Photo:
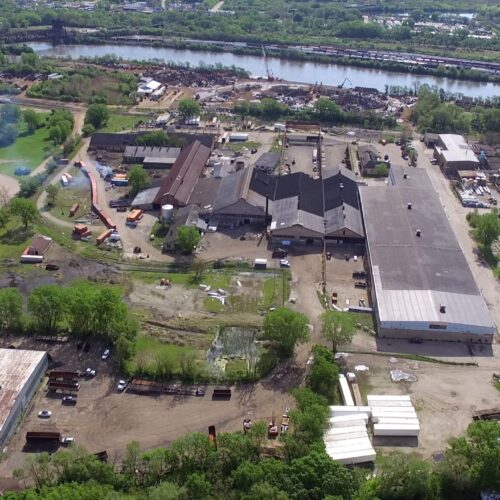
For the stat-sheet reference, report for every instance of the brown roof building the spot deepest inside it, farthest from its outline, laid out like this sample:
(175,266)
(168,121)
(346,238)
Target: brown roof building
(178,185)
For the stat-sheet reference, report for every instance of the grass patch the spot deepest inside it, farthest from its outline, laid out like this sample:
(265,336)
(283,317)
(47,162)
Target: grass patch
(14,238)
(119,122)
(150,353)
(211,304)
(276,290)
(28,151)
(68,196)
(239,146)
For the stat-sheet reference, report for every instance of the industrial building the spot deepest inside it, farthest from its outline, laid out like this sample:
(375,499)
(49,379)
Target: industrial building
(151,157)
(421,284)
(21,372)
(453,153)
(177,186)
(307,211)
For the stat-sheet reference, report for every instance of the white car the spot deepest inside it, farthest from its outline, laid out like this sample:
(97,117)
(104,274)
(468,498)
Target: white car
(122,384)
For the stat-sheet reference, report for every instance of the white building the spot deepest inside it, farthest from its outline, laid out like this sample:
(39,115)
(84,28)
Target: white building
(421,284)
(21,372)
(148,87)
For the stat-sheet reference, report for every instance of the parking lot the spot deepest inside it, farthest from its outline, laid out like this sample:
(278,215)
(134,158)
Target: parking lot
(340,280)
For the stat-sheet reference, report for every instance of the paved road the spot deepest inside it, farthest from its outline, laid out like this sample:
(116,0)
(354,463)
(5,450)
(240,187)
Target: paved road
(488,285)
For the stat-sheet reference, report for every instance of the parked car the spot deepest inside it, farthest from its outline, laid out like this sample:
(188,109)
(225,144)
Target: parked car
(122,384)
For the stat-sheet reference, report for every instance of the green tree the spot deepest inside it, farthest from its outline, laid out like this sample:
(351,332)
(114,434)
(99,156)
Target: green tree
(488,228)
(52,191)
(405,477)
(323,375)
(47,306)
(286,328)
(11,309)
(28,186)
(97,115)
(4,216)
(188,238)
(188,108)
(25,209)
(138,179)
(32,120)
(472,462)
(337,327)
(327,110)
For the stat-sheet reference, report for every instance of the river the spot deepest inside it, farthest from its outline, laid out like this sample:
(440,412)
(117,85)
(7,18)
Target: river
(294,71)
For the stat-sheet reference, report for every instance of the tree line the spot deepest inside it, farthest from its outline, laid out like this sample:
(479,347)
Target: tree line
(432,114)
(83,310)
(324,110)
(239,467)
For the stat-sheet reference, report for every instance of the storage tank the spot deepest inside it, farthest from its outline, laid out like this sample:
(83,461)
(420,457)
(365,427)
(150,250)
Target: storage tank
(167,212)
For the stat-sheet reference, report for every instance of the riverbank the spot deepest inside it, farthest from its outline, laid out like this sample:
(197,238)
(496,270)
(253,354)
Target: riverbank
(440,67)
(306,72)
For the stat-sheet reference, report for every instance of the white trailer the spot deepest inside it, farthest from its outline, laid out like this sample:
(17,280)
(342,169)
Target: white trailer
(410,430)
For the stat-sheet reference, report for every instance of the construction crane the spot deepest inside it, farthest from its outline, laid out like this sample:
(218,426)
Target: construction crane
(341,86)
(270,77)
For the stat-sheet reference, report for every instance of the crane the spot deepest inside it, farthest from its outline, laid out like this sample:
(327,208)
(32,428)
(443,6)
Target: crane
(270,77)
(343,83)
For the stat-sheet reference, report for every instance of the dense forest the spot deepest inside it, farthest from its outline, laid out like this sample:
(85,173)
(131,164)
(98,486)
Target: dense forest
(279,21)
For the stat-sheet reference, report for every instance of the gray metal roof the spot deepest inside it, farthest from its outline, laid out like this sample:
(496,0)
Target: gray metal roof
(145,197)
(413,275)
(286,214)
(456,149)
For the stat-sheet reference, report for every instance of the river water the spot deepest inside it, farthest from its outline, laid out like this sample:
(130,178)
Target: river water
(295,71)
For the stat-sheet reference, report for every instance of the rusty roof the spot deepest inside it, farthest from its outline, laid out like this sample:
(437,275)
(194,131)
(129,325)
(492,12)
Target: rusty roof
(16,367)
(180,182)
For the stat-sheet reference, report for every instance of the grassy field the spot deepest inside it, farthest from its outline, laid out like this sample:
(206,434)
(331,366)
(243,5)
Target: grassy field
(28,151)
(151,352)
(14,238)
(118,122)
(79,193)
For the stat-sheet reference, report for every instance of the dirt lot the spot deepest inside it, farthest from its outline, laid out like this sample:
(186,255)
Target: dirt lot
(104,419)
(444,396)
(339,276)
(303,159)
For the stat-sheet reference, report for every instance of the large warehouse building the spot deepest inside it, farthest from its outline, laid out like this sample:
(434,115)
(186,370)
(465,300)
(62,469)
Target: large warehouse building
(421,284)
(20,374)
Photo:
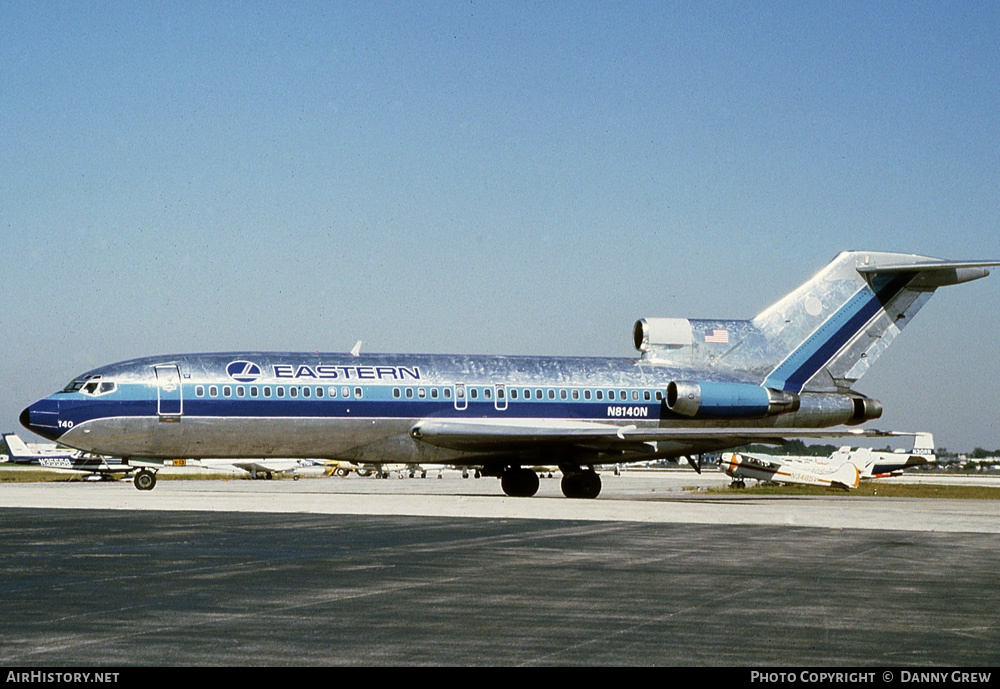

_What is being asked:_ Write out again the lines from the one containing "of the large" through the end of the records, both ends included and requests kept, with every point coordinate in the answers multiplied by 1.95 and rounded to a whole number, halves rounded up. Leave the pictures out of your answer.

_Response to this exercise:_
For the stat-sheet reference, report for every instance of the large warehouse building the spot deepest inside it, farthest from its outline, laid out like this sample:
(434,115)
(186,370)
(465,300)
(62,469)
Target: large warehouse building
(821,554)
(39,729)
Photo:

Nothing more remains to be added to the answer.